Reproduce the records exactly.
━━━━━ Data to process ━━━━━
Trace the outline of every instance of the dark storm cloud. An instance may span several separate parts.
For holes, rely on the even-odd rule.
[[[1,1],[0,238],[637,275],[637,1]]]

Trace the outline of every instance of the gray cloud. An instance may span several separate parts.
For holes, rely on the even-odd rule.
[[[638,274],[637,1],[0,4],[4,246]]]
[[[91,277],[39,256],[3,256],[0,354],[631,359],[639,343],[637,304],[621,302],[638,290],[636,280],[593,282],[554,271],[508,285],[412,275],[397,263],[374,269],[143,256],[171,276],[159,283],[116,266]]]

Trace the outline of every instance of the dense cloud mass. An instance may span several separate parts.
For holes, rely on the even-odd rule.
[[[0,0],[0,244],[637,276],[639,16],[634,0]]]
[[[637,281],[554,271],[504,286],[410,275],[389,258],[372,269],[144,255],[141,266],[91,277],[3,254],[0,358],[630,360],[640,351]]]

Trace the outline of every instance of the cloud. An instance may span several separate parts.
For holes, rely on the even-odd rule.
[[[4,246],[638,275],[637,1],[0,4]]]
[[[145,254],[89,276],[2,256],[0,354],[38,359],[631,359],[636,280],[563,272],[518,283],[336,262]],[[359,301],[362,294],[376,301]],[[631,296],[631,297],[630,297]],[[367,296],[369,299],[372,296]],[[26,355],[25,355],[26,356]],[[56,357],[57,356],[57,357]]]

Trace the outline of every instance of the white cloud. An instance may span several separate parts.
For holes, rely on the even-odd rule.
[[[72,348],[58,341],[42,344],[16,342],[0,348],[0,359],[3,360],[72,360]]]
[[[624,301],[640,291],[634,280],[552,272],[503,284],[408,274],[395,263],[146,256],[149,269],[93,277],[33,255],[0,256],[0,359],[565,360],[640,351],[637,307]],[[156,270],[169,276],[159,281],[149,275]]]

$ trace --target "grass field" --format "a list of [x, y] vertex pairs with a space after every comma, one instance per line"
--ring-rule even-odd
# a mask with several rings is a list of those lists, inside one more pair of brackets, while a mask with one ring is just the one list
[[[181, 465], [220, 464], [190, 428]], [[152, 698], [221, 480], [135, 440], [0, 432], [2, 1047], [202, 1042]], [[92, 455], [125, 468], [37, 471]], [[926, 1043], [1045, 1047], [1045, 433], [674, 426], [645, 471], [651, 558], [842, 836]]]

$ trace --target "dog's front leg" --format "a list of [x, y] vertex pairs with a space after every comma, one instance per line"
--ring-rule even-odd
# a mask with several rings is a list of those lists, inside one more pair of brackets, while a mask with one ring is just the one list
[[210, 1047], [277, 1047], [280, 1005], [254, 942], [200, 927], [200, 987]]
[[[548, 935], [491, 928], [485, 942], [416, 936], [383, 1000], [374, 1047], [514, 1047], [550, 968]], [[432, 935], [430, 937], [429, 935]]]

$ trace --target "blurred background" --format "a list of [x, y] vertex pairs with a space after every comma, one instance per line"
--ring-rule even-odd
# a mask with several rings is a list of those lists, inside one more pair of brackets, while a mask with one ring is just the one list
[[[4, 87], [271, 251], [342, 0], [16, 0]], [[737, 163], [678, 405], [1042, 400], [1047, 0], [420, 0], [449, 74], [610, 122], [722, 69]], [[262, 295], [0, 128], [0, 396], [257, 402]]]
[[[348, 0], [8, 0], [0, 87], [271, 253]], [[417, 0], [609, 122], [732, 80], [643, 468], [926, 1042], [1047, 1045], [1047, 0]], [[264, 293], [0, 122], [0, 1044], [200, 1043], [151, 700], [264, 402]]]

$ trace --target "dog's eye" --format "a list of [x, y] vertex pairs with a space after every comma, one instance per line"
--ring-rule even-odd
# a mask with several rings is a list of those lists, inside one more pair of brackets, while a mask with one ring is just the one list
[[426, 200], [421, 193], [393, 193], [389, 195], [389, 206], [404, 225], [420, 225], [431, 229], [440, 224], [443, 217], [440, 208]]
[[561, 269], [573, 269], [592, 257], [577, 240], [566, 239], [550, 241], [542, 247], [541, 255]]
━━━━━
▶ _Answer to this task_:
Trace the outline of every instance of the dark storm cloud. An instance may span several separate parts.
For holes, rely on the even-odd rule.
[[[1,1],[0,238],[637,275],[637,1]]]

Trace the outline of every instance of the gray cloud. An instance may span several separate parts.
For holes, rely on the even-odd rule.
[[[638,274],[637,1],[0,4],[4,246]]]
[[[91,277],[39,256],[3,256],[0,354],[631,359],[639,343],[637,304],[621,302],[638,290],[636,280],[593,282],[554,271],[508,285],[412,275],[397,263],[374,269],[143,256],[171,276],[159,283],[116,266]]]

Trace the outline of every instance of the dense cloud mass. An instance may span several separate parts.
For holes, rely on the even-odd rule.
[[[0,0],[0,244],[637,276],[639,16],[634,0]]]
[[[637,281],[554,271],[504,286],[410,275],[389,258],[372,269],[144,255],[141,266],[91,277],[3,254],[0,358],[630,360],[640,351]]]

Trace the outline of every instance of the cloud. An instance may span several separate parts.
For holes, rely on the even-odd rule.
[[[4,246],[638,275],[637,1],[0,4]]]
[[[145,254],[89,276],[2,256],[0,354],[38,359],[631,359],[636,280],[563,272],[518,283],[336,262]],[[359,301],[362,294],[376,301]],[[631,296],[631,297],[630,297]],[[367,296],[369,299],[372,296]],[[26,355],[25,355],[26,356]],[[56,357],[57,356],[57,357]]]

Trace the outline of every instance of the white cloud. An instance may span several separate parts.
For holes, rely on the even-odd rule.
[[[72,348],[58,341],[42,344],[16,342],[0,348],[0,359],[3,360],[72,360]]]
[[[624,301],[640,291],[634,280],[552,272],[503,284],[408,274],[395,263],[146,256],[149,269],[93,277],[33,255],[0,256],[0,359],[565,360],[640,351],[637,307]],[[156,270],[169,276],[159,281],[149,275]]]

$ trace --target "grass field" --format "a list of [x, y] vertex pairs with a space after every comma, one instance per line"
--ring-rule even-odd
# a mask with several rings is a list of those lists, inside one more pair of brackets, while a mask with one ring is just the one list
[[[181, 465], [220, 464], [190, 428]], [[152, 698], [221, 480], [135, 440], [0, 432], [2, 1047], [202, 1042]], [[92, 455], [125, 468], [37, 471]], [[926, 1043], [1045, 1047], [1045, 433], [674, 426], [645, 471], [651, 558], [842, 836]]]

$ trace --target "dog's front leg" --format "a list of [x, y] vertex pairs with a space after every comma, one instance per line"
--ring-rule even-odd
# a mask with several rings is a list of those lists, inside one more pair of brackets, while a mask with one ring is just the one list
[[210, 1047], [277, 1047], [280, 1005], [254, 942], [200, 927], [200, 987]]
[[[548, 935], [491, 928], [485, 942], [416, 936], [383, 1000], [374, 1047], [514, 1047], [550, 968]], [[432, 935], [430, 937], [429, 935]]]

$ trace --target "blurred background" --format "a list of [x, y] vertex pairs with a space after every comma, one instance per line"
--ring-rule even-odd
# a mask with several rings is a list of those lists, inside one more pair of brackets, while a mask with one ring is just the one list
[[[4, 87], [271, 251], [342, 0], [16, 0]], [[737, 163], [678, 405], [1042, 400], [1047, 0], [420, 0], [449, 74], [610, 122], [722, 69]], [[262, 295], [0, 128], [0, 396], [257, 402]]]
[[[348, 0], [8, 0], [0, 87], [271, 253]], [[417, 0], [609, 122], [732, 80], [643, 468], [926, 1042], [1047, 1045], [1047, 0]], [[264, 293], [0, 122], [0, 1044], [200, 1043], [151, 700], [264, 402]]]

$ trace --target "dog's eye" --format "a list of [x, y] vertex pairs with a space after every comma, one instance per line"
--ring-rule even-odd
# a mask with several rings is a list of those lists, inside one more pair of brackets, while a mask with one ring is just the one list
[[426, 200], [421, 193], [393, 193], [389, 195], [389, 206], [404, 225], [420, 225], [431, 229], [440, 224], [443, 217], [440, 208]]
[[561, 269], [573, 269], [592, 257], [577, 240], [566, 239], [550, 241], [542, 247], [541, 255]]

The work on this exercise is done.